▶ _Try it_: Retype the listing exactly. Leave out the images.

▶ _Data records_:
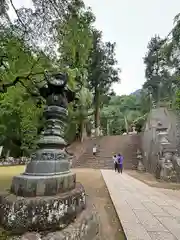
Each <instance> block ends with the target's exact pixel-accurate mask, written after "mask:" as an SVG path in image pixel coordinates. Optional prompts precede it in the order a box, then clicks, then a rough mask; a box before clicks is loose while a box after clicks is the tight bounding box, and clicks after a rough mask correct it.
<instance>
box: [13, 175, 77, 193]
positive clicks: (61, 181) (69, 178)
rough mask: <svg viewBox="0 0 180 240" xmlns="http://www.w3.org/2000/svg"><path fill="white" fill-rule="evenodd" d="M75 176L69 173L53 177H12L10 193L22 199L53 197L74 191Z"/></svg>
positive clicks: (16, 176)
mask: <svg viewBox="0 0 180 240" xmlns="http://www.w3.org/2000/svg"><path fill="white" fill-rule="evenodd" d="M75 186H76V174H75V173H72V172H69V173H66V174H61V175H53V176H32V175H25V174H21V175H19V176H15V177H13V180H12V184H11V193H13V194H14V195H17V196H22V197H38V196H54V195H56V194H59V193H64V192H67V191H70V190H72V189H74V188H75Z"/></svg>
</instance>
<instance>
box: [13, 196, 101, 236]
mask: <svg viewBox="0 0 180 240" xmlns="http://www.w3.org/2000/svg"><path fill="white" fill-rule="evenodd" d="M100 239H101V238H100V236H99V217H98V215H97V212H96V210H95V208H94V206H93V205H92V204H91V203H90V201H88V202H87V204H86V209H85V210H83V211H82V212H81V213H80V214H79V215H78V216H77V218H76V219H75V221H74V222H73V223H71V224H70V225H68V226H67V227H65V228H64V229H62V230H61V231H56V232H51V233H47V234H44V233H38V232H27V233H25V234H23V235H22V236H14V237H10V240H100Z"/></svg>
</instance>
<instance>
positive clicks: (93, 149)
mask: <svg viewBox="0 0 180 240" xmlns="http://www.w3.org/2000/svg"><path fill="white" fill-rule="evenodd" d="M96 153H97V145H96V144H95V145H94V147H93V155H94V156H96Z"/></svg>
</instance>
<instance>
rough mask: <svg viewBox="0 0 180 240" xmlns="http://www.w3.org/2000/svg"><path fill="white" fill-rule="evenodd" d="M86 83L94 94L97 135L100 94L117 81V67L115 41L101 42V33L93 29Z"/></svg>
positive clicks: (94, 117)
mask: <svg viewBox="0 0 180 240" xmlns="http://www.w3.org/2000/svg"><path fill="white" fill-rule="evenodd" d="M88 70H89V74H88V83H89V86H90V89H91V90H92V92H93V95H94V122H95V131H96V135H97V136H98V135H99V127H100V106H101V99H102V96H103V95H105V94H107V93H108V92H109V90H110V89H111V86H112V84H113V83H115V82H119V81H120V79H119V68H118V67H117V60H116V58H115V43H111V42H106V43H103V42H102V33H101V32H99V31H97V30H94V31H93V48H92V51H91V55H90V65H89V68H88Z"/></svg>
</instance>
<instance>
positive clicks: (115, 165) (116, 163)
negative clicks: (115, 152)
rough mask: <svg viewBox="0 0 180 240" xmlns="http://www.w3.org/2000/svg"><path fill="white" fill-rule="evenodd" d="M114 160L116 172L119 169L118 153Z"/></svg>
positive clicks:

▶ _Answer box_:
Each <instance> block ends with the target's exact pixel-accurate mask, written after "mask:" as an SVG path in image pixel coordinates. Optional prompts precede it in the order a box, then clicks, then a rough mask; a box before clicks is loose while a box after clicks is the tight bounding box, and clicks after a rough mask correct it.
<instance>
box: [13, 175, 77, 193]
positive clicks: (61, 181) (69, 178)
rough mask: <svg viewBox="0 0 180 240" xmlns="http://www.w3.org/2000/svg"><path fill="white" fill-rule="evenodd" d="M75 176L69 173L53 177H12L10 193L22 199L53 197L74 191Z"/></svg>
positive clicks: (16, 176)
mask: <svg viewBox="0 0 180 240" xmlns="http://www.w3.org/2000/svg"><path fill="white" fill-rule="evenodd" d="M75 186H76V174H75V173H72V172H69V173H66V174H61V175H53V176H32V175H25V174H21V175H19V176H15V177H13V180H12V184H11V193H13V194H14V195H17V196H22V197H38V196H54V195H56V194H59V193H64V192H67V191H70V190H72V189H74V188H75Z"/></svg>
</instance>
<instance>
box: [13, 196, 101, 236]
mask: <svg viewBox="0 0 180 240" xmlns="http://www.w3.org/2000/svg"><path fill="white" fill-rule="evenodd" d="M100 239H101V238H100V236H99V217H98V215H97V212H96V210H95V208H94V206H93V205H92V204H91V203H90V201H88V202H87V204H86V209H85V210H83V211H82V212H81V213H80V214H79V215H78V216H77V218H76V219H75V221H74V222H73V223H71V224H70V225H68V226H67V227H65V228H64V229H62V230H61V231H56V232H51V233H47V234H44V233H38V232H27V233H25V234H23V235H22V236H14V237H10V240H100Z"/></svg>
</instance>
<instance>
positive clicks: (93, 149)
mask: <svg viewBox="0 0 180 240" xmlns="http://www.w3.org/2000/svg"><path fill="white" fill-rule="evenodd" d="M96 153H97V145H96V144H95V145H94V147H93V155H94V156H96Z"/></svg>
</instance>
<instance>
rough mask: <svg viewBox="0 0 180 240" xmlns="http://www.w3.org/2000/svg"><path fill="white" fill-rule="evenodd" d="M86 83L94 94L97 135L100 94L117 81V67L115 41L101 42V33L93 29Z"/></svg>
positive clicks: (94, 117)
mask: <svg viewBox="0 0 180 240" xmlns="http://www.w3.org/2000/svg"><path fill="white" fill-rule="evenodd" d="M88 70H89V74H88V83H89V86H90V89H91V90H92V92H93V95H94V122H95V131H96V135H97V136H98V135H99V127H100V106H101V99H102V96H103V95H105V94H107V93H108V92H109V90H110V89H111V86H112V84H113V83H115V82H119V81H120V79H119V68H118V67H117V60H116V58H115V43H111V42H106V43H103V42H102V33H101V32H99V31H97V30H94V31H93V48H92V51H91V55H90V65H89V68H88Z"/></svg>
</instance>
<instance>
positive clicks: (115, 165) (116, 163)
negative clicks: (115, 152)
rough mask: <svg viewBox="0 0 180 240" xmlns="http://www.w3.org/2000/svg"><path fill="white" fill-rule="evenodd" d="M114 160L116 172L119 169L118 153Z"/></svg>
positive clicks:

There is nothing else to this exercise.